- _Compito_
Seleziona e copia ogni riga dei record in cui compare la stringa "excavator".

- _Materiali forniti_
————————

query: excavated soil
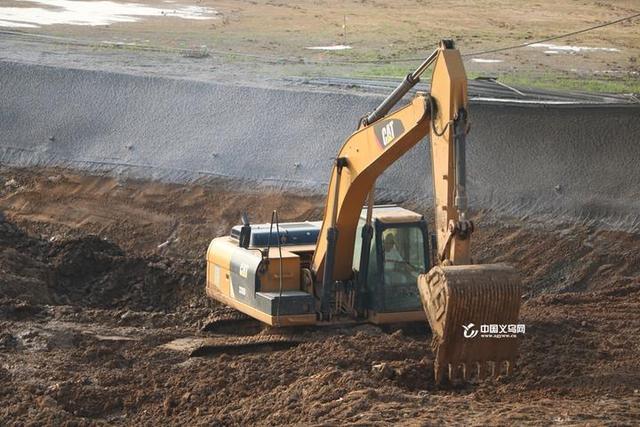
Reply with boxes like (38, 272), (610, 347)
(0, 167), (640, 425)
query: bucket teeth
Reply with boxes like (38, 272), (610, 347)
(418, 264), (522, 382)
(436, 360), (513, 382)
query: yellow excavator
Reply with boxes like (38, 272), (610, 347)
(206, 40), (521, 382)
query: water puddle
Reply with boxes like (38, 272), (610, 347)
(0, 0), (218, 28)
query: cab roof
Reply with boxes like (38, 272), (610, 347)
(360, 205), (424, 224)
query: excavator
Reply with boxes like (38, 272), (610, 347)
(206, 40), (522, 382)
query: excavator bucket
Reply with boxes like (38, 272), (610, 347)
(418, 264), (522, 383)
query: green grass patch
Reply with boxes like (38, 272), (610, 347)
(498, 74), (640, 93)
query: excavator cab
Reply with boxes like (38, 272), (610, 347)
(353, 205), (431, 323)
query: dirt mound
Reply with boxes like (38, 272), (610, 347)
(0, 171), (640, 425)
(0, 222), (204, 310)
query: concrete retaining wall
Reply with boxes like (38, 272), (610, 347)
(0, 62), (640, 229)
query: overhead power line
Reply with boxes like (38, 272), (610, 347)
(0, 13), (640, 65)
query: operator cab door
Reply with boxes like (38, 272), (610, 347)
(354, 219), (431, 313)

————————

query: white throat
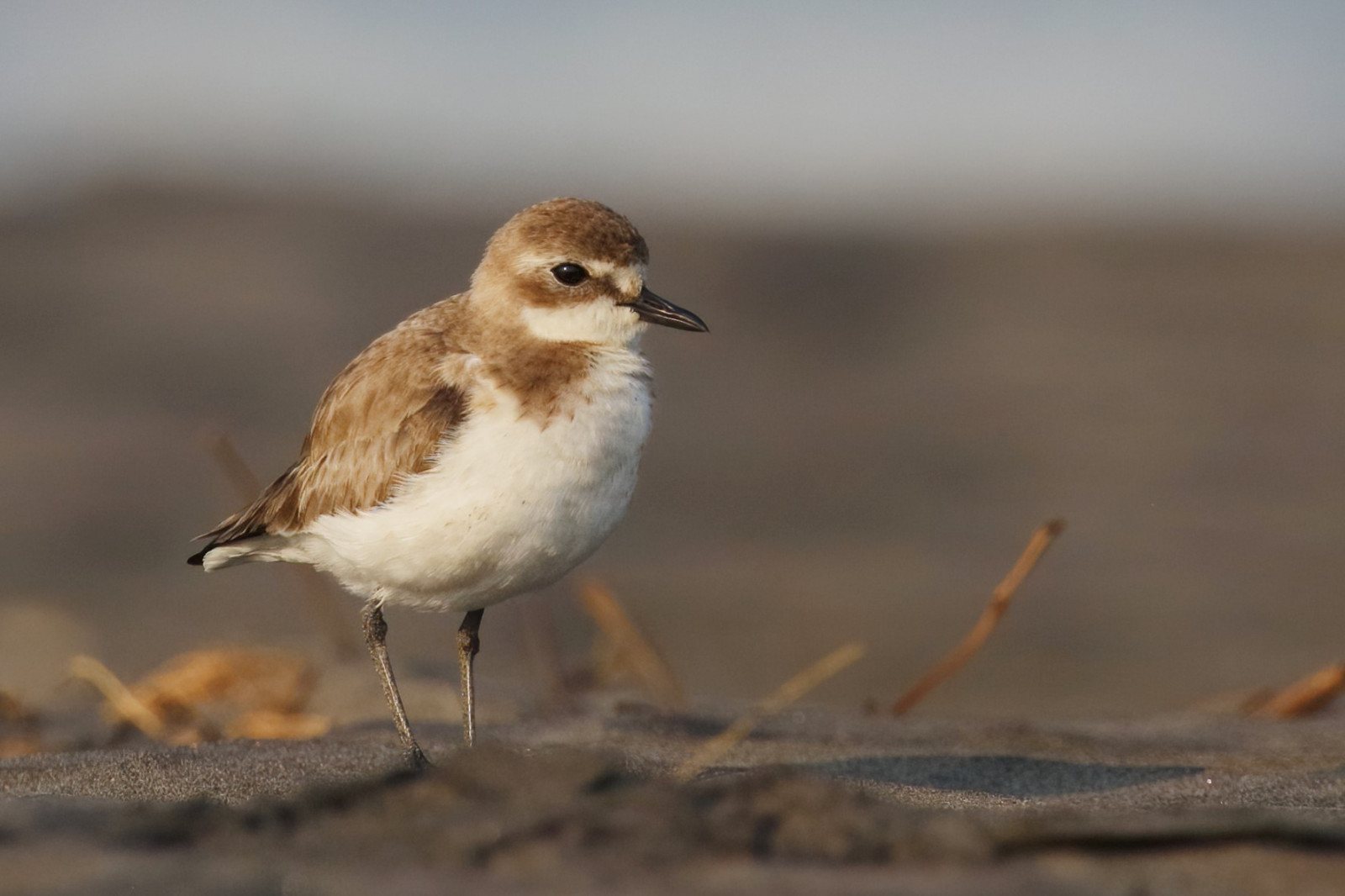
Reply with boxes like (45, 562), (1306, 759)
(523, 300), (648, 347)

————————

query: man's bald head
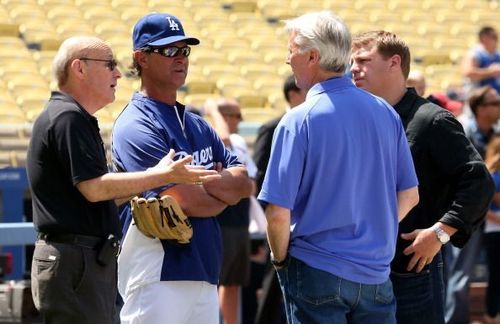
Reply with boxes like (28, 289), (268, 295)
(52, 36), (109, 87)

————————

- _Risultato corretto_
query: yellow excavator
query: excavator
query: excavator bucket
query: excavator cab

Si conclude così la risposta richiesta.